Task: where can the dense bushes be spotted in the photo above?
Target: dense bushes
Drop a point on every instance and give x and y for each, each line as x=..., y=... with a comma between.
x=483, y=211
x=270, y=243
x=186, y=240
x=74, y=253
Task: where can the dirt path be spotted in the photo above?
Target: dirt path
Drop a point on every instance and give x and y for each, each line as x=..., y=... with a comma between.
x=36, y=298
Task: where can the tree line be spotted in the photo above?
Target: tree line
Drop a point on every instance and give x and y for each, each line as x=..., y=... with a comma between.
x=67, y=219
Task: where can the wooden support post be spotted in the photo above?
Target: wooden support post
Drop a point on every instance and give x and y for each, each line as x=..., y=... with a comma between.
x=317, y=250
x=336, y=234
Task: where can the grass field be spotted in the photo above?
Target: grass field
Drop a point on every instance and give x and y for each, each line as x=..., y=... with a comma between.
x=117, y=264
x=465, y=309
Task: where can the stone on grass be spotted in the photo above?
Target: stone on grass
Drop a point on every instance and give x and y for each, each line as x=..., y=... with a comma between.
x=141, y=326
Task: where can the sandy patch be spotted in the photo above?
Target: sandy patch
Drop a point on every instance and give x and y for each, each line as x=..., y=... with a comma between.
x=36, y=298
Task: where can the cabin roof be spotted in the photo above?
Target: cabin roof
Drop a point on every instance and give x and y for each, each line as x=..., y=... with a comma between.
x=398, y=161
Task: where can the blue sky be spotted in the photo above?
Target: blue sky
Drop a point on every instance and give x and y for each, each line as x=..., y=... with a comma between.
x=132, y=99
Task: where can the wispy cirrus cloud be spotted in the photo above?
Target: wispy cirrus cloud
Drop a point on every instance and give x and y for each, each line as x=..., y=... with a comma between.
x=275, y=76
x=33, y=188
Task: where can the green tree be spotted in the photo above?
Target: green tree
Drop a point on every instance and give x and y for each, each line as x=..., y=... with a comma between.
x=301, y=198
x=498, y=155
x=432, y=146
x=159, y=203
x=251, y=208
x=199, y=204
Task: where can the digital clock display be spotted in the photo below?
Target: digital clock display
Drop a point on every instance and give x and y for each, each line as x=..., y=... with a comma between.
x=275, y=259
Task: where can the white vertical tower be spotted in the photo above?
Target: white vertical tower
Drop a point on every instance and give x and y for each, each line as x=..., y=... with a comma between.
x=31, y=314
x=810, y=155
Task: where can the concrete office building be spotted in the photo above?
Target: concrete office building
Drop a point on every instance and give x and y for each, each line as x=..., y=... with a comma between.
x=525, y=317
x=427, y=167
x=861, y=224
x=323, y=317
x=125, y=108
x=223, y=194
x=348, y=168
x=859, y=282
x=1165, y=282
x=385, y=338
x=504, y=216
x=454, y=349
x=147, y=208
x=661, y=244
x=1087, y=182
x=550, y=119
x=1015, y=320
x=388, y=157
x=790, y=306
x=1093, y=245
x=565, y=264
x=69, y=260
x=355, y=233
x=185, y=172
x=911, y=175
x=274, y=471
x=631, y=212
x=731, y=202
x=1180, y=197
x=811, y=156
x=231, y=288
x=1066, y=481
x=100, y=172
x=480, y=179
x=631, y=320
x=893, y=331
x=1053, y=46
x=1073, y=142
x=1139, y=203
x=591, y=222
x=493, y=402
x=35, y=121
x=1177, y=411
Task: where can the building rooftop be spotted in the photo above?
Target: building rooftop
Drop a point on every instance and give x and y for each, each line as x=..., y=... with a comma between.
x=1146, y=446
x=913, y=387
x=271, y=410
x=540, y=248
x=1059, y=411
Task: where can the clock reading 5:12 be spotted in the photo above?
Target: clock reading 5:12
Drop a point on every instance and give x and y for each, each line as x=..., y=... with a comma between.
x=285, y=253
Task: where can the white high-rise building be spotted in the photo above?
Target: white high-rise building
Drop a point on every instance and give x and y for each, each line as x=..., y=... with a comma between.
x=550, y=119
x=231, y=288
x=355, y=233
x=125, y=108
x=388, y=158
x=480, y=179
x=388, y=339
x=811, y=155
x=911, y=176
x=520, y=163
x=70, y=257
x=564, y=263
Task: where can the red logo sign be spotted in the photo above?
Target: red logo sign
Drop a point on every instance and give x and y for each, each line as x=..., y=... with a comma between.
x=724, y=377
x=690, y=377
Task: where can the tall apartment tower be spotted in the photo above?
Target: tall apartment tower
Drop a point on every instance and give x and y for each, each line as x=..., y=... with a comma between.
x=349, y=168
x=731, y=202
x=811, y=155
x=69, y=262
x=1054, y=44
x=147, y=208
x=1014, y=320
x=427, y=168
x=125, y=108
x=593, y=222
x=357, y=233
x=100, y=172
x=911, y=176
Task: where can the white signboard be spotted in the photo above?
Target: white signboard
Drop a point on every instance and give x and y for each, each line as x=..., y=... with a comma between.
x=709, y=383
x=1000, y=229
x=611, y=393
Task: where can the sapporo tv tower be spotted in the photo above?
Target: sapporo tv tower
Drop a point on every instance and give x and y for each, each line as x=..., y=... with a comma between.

- YOUR INSTRUCTIONS -
Rescale the part of the listing that opens with the line containing "Task: where can the tree" and closes with the line containing "x=67, y=219", keeping every line in it. Multiply each answer coordinate by 0.65 and round it to a whole number, with halves rounding up, then give only those lines.

- REPLY -
Task: where can the tree line be spotted in the photo above?
Target: tree line
Drop a point on every instance and give x and y for each, each line as x=..., y=... with a comma between.
x=44, y=142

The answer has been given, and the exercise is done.